## Exercise
Find the line containing "Could you please locate the tall". Return it and every line after it, unchanged, up to and including the last line.

## Dataset excerpts
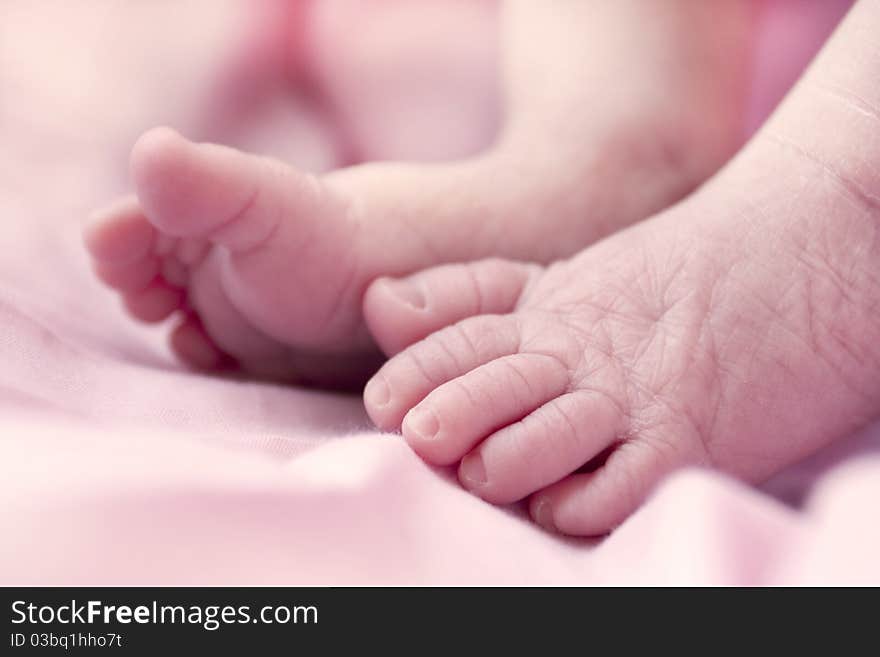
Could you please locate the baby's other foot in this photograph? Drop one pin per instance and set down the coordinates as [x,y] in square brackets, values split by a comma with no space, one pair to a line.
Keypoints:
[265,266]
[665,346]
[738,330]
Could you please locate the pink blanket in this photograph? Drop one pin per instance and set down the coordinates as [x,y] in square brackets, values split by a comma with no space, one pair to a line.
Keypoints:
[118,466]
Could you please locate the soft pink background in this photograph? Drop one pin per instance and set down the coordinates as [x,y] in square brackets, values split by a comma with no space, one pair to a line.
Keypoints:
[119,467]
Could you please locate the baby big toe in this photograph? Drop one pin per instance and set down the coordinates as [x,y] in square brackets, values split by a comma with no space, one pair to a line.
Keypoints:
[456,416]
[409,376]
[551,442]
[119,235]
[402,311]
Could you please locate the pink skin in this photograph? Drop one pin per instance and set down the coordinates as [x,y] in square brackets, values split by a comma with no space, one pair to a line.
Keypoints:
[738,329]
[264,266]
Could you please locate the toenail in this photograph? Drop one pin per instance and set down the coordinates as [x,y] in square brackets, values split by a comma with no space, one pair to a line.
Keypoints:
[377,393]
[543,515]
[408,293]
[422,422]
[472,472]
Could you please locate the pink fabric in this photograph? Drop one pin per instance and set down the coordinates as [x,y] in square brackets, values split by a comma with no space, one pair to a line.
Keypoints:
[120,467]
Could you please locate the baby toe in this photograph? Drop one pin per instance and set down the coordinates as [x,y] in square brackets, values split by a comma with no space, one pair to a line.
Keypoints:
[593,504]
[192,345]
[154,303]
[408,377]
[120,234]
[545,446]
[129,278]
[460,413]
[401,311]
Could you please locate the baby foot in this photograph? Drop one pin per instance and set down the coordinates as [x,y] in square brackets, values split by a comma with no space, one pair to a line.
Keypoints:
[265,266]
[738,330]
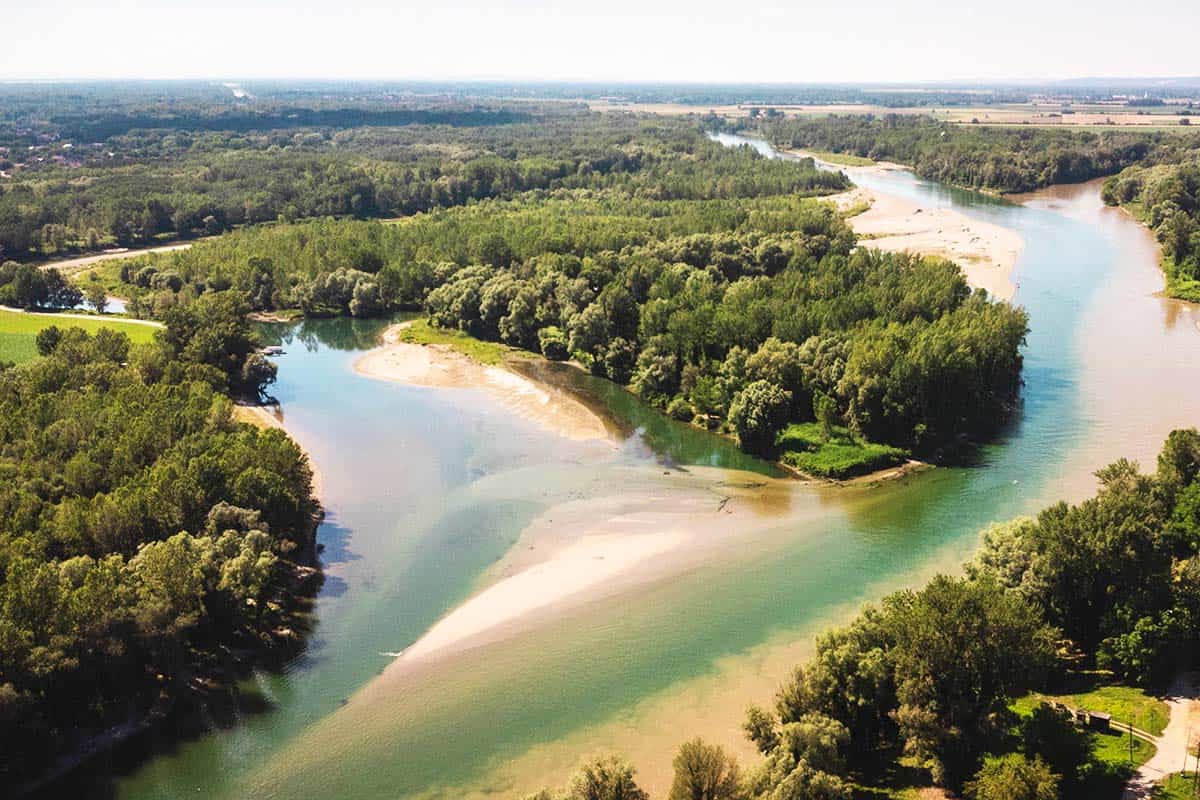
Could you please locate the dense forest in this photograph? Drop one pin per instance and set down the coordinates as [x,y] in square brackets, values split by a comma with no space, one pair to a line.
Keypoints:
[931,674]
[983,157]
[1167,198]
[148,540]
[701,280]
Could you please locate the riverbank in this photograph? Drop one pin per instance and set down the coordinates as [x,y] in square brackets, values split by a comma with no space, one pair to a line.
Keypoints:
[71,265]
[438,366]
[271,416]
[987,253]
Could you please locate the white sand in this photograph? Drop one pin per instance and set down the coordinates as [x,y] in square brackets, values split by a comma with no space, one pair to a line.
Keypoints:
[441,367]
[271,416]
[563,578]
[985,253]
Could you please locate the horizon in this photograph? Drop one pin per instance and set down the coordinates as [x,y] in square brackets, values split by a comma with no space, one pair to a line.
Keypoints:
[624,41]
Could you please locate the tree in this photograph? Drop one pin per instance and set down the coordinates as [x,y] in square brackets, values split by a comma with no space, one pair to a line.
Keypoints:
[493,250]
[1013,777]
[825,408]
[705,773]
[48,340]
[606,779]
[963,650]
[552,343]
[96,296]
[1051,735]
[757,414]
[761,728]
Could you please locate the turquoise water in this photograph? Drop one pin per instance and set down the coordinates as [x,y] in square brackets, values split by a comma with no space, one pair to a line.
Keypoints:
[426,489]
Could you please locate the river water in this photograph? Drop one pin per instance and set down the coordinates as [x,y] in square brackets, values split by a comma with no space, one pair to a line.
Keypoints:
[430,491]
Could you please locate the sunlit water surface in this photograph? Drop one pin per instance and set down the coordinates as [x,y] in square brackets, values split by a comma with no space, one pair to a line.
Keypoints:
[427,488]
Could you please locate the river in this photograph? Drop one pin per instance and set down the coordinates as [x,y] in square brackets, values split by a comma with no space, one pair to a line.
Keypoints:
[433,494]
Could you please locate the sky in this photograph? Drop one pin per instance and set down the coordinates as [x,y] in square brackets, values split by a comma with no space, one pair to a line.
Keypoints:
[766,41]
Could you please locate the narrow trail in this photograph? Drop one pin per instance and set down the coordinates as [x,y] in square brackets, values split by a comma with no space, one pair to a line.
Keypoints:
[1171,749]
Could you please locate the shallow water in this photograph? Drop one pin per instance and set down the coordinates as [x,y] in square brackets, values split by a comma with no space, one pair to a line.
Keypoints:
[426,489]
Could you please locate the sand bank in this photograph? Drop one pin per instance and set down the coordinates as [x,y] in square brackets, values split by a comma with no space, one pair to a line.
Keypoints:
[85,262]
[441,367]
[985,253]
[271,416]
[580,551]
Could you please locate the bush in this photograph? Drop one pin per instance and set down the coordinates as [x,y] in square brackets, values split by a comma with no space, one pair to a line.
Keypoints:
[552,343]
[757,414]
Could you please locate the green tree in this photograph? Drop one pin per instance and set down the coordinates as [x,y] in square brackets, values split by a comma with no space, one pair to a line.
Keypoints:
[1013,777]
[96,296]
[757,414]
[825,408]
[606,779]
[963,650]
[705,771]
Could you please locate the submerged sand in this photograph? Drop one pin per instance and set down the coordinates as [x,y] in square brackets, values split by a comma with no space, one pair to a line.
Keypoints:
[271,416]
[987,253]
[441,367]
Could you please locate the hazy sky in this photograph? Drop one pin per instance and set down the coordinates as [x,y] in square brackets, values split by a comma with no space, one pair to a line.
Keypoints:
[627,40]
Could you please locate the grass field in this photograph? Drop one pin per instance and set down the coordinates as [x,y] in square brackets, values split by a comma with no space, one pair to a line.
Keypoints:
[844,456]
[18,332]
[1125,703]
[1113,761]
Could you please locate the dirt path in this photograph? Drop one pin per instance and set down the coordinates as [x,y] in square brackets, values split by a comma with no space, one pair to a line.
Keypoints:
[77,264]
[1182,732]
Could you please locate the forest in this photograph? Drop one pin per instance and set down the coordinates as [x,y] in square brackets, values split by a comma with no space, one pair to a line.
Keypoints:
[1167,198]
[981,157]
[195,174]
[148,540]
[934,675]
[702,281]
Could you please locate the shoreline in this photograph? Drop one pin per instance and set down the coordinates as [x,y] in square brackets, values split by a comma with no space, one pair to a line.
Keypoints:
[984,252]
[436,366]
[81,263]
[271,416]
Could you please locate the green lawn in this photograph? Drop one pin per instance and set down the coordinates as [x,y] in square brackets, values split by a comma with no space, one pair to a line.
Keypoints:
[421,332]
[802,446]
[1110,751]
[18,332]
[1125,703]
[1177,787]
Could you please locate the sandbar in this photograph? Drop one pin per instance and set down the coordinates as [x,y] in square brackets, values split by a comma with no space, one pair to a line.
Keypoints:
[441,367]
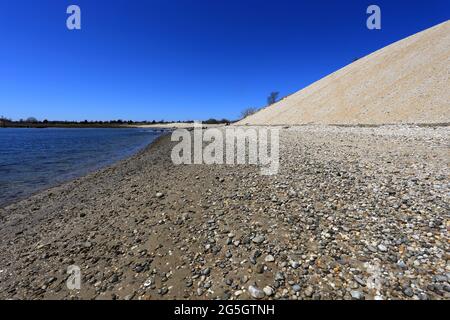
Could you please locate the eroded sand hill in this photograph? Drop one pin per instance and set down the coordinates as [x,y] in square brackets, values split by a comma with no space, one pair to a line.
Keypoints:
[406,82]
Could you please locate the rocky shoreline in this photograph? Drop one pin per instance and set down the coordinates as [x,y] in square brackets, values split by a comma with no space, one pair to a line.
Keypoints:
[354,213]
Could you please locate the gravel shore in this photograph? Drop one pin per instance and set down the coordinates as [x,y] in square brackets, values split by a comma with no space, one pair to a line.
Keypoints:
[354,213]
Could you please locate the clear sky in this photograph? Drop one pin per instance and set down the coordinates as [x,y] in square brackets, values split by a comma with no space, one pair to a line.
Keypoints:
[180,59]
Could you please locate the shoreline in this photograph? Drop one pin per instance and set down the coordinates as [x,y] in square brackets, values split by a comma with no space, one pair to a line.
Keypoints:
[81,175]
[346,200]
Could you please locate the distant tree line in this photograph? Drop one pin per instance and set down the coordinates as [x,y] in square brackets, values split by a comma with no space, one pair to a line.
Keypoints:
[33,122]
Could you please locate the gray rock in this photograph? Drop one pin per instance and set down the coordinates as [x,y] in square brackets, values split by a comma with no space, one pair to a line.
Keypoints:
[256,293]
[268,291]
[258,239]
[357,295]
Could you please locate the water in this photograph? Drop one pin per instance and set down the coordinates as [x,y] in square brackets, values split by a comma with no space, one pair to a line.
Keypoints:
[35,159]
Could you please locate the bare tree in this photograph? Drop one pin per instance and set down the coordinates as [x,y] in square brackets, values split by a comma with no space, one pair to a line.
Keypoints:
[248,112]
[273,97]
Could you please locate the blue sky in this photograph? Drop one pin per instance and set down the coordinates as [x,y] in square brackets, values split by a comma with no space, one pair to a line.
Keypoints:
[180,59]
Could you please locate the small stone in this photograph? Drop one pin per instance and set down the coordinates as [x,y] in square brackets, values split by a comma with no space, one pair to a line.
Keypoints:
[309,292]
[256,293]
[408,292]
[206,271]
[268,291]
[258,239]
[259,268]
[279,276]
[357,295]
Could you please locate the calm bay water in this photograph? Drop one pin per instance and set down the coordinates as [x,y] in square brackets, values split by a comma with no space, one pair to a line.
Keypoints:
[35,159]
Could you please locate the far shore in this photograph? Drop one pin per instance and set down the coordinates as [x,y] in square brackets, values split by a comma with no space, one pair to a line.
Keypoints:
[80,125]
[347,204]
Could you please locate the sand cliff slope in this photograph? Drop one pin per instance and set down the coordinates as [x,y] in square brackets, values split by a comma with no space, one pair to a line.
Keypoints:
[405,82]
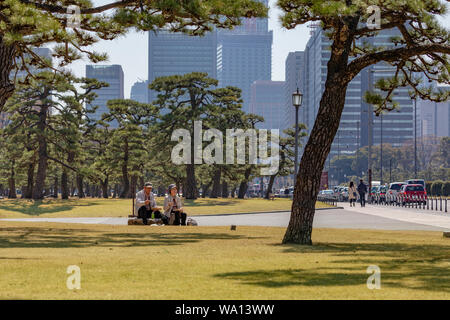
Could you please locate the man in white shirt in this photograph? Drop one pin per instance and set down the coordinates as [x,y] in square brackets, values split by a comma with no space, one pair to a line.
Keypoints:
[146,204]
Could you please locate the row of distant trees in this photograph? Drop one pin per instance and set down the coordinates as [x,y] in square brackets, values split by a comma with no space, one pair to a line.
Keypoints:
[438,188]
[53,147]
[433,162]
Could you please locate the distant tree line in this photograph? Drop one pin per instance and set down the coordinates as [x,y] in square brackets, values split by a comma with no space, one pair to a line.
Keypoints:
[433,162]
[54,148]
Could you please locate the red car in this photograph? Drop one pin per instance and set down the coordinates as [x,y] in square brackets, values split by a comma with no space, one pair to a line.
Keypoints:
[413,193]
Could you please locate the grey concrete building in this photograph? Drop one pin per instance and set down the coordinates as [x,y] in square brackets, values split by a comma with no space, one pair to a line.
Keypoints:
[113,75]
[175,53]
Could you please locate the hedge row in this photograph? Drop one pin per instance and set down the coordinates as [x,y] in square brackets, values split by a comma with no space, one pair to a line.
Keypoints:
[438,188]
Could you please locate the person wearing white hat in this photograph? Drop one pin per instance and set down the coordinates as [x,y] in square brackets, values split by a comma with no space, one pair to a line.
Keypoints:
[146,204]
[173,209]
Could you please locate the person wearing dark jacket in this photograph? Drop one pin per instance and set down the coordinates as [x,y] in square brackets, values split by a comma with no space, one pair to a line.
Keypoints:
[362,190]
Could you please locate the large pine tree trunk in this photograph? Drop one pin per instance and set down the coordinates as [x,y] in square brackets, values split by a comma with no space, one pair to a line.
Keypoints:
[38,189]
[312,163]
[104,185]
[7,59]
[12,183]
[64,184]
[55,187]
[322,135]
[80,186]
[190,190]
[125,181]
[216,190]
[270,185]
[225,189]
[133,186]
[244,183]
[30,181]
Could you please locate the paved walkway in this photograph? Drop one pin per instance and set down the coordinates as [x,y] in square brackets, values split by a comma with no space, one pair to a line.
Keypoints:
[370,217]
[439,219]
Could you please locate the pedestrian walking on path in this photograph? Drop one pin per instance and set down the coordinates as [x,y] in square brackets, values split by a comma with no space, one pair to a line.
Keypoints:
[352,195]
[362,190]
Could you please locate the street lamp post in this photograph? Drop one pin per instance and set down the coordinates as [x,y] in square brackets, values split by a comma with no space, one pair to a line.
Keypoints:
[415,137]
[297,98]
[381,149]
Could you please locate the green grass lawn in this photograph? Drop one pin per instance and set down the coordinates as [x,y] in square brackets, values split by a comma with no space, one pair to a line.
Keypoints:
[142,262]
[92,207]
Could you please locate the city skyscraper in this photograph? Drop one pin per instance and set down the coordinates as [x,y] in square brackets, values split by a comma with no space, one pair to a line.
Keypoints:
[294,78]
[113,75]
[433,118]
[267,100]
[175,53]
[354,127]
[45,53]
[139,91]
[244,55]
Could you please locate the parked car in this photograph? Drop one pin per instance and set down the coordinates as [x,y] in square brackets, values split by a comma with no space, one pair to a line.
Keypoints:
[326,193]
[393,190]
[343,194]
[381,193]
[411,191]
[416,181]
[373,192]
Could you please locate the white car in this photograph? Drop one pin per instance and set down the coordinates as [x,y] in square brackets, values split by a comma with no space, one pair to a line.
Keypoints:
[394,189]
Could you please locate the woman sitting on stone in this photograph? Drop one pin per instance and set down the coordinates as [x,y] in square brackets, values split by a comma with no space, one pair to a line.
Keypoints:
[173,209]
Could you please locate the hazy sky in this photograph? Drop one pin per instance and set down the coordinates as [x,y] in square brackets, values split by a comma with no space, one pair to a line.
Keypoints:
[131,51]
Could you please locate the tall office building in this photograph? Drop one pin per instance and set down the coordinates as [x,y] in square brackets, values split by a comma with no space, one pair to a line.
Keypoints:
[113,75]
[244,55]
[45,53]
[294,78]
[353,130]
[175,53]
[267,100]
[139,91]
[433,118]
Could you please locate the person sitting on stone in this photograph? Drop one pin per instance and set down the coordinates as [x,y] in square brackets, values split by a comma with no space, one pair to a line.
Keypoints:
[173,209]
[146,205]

## Task answer
Could you please locate the tall office building in this photograph? Drop one pin per instance and set down the coordinates as [x,y] in square brackets, values split by a comma with no space, one pair to a line.
Keypoints:
[113,75]
[244,55]
[45,53]
[294,78]
[353,130]
[175,53]
[267,100]
[139,91]
[433,118]
Could you please locate the person sitting on stone in this photograph? Drop one pin per instance and set down the coordinates as [x,y] in square brackets, values split by a comma with no space, one pair to a line.
Keypoints:
[173,209]
[146,205]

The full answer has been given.